Direction: Please quote the stretch of the Haskell list-splitting discussion from "(h : t) | countAcc" through "in the end.".

Extract provided:
*-*-*
Now let's work on the performance issue. The problem was that the length is linear on casual lists. There are two solutions for this:
Use another structure that caches length for a constant time access
Cache the value by ourselves
Because I guess it is a list exercise, let's go for the latter option:
splitList :: Int -> [a] -> [[a]]
splitList n l = map reverse . reverse . snd $
foldr (\el cont (countAcc, listAcc) ->
case listAcc of
[] -> cont (countAcc, [[el]])
(h : t) | countAcc < n -> cont (countAcc + 1, (el : h) : t)
(h : t) -> cont (1, [el] : (h : t))
) id l (1, [])
Here we extend our computational state with a counter that at each points stores the current length of the list. This gives us a constant check on each element and results in linear time complexity in the end.
A way to simplify this problem would be to split this into multiple functions. There are two things you need to do:
take n elements from the list, and
keep taking from the list as much as possible.
Lets try taking first:
taking :: Int -> [a] -> [a]
taking n [] = undefined
taking n (x:xs) = undefined
If there are no elemensts then we cannot take any more elements so we can only return an empty list, on the other hand if we do have an element then we can think of taking n (x:xs) as x : taking (n-1) xs, we would only need to check that n > 0.
taking n (x:xs)
| n > 0 = x :taking (n-1) xs
| otherwise = []
Now, we need to do that multiple times with the remainder so we should probably also return whatever remains from taking n elements from a list, in this case it would be whatever remains when n = 0 so we could try to adapt it to
| otherwise = ([], x:xs)
and then you would need to modify the type signature to return ([a], [a]) and the other 2 definitions to ensure you do return whatever remained after taking n.
With this approach your splitList would look like:
splitList n [] = []
splitList n l = chunk : splitList n remainder
where (chunk, remainder) = taking n l
Note however that folding would not be appropriate since it "flattens" whatever you are working on, for example given a [Int] you could fold to produce a sum which would be an Int. (foldr :: (a -> b -> b) -> b -> [a] -> b or "foldr function zero list produces an element of the function return type")
You want:
splitList 3 [1..10]
> [[1,2,3],[4,5,6],[7,8,9],[10]]
Since the "remainder" [10] in on the tail, I recommend you use foldl instead. E.g.
splitList :: (Ord a) => Int -> [a] -> [[a]]
splitList size xs
| size > 0 = foldl go [] xs
| otherwise = error "need a positive size"
where go acc x = ....
What should go do? Essentially, on your example, we must have:
splitList 3 [1..10]
= go (splitList 3 [1..9]) 10
= go [[1,2,3],[4,5,6],[7,8,9]] 10
= [[1,2,3],[4,5,6],[7,8,9],[10]]
splitList 3 [1..9]
= go (splitList 3 [1..8]) 9
= go [[1,2,3],[4,5,6],[7,8]] 9
= [[1,2,3],[4,5,6],[7,8,9]]
splitList 3 [1..8]
= go (splitList 3 [1..7]) 8
= go [[1,2,3],[4,5,6],[7]] 8
= [[1,2,3],[4,5,6],[7,8]]
and
splitList 3 [1]
= go [] 1
= [[1]]
Hence, go acc x should
check if acc is empty, if so, produce a singleton list [[x]].
*-*-*
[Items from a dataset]
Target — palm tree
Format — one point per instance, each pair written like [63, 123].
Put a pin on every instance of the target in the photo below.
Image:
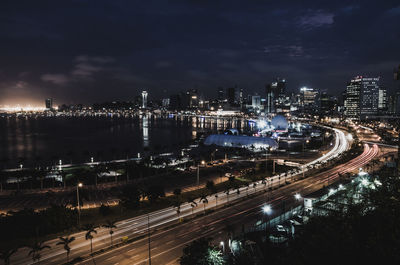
[228, 189]
[177, 205]
[110, 225]
[264, 181]
[35, 251]
[5, 255]
[90, 228]
[192, 203]
[247, 189]
[204, 200]
[65, 241]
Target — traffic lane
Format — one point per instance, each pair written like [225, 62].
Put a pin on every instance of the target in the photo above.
[104, 242]
[164, 255]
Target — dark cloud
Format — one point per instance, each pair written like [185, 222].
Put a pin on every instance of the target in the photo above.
[86, 51]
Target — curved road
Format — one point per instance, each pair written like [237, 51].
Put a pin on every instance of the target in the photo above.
[167, 244]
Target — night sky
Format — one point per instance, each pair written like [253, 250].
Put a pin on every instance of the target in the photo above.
[91, 51]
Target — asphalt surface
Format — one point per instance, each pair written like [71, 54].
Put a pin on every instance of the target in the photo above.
[167, 243]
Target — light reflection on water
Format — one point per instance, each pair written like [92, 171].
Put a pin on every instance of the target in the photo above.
[76, 139]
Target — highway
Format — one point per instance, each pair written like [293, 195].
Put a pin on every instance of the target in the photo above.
[166, 245]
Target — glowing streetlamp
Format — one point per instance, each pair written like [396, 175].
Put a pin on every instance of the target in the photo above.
[78, 202]
[267, 211]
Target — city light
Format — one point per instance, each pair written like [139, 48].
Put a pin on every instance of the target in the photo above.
[266, 209]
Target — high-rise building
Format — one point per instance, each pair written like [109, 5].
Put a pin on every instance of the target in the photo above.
[165, 102]
[144, 99]
[231, 95]
[49, 103]
[193, 98]
[352, 101]
[382, 101]
[309, 98]
[369, 100]
[276, 95]
[362, 97]
[328, 103]
[221, 94]
[256, 102]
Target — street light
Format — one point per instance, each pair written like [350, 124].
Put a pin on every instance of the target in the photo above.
[78, 202]
[198, 172]
[266, 210]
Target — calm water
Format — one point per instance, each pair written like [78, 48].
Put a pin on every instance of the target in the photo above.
[76, 139]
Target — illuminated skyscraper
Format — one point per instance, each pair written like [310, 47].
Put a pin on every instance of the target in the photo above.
[49, 103]
[309, 98]
[369, 100]
[144, 99]
[362, 98]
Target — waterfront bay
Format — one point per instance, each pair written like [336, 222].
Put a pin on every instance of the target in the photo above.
[46, 140]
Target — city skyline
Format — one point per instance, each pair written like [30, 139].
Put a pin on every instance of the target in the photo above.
[78, 52]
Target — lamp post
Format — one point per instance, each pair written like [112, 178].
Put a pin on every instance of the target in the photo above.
[148, 236]
[198, 172]
[266, 211]
[78, 202]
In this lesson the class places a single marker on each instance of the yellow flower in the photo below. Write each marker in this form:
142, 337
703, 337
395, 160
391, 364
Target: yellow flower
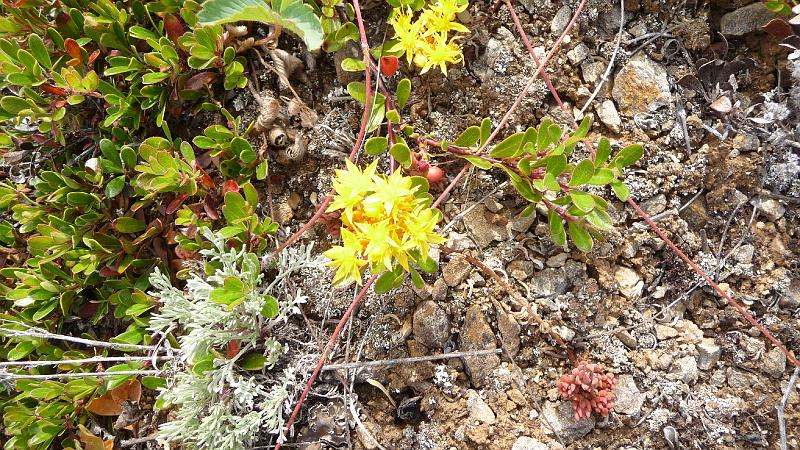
351, 186
345, 259
441, 53
385, 221
406, 32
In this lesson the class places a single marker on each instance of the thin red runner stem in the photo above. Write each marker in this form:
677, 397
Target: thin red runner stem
328, 347
518, 100
361, 132
647, 218
711, 283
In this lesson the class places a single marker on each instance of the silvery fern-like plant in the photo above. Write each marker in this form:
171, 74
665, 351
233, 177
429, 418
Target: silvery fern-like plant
223, 383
*-*-*
Correct output:
(h : t) | countAcc < n -> cont (countAcc + 1, (el : h) : t)
(h : t) -> cont (1, [el] : (h : t))
) id l (1, [])
Here we extend our computational state with a counter that at each points stores the current length of the list. This gives us a constant check on each element and results in linear time complexity in the end.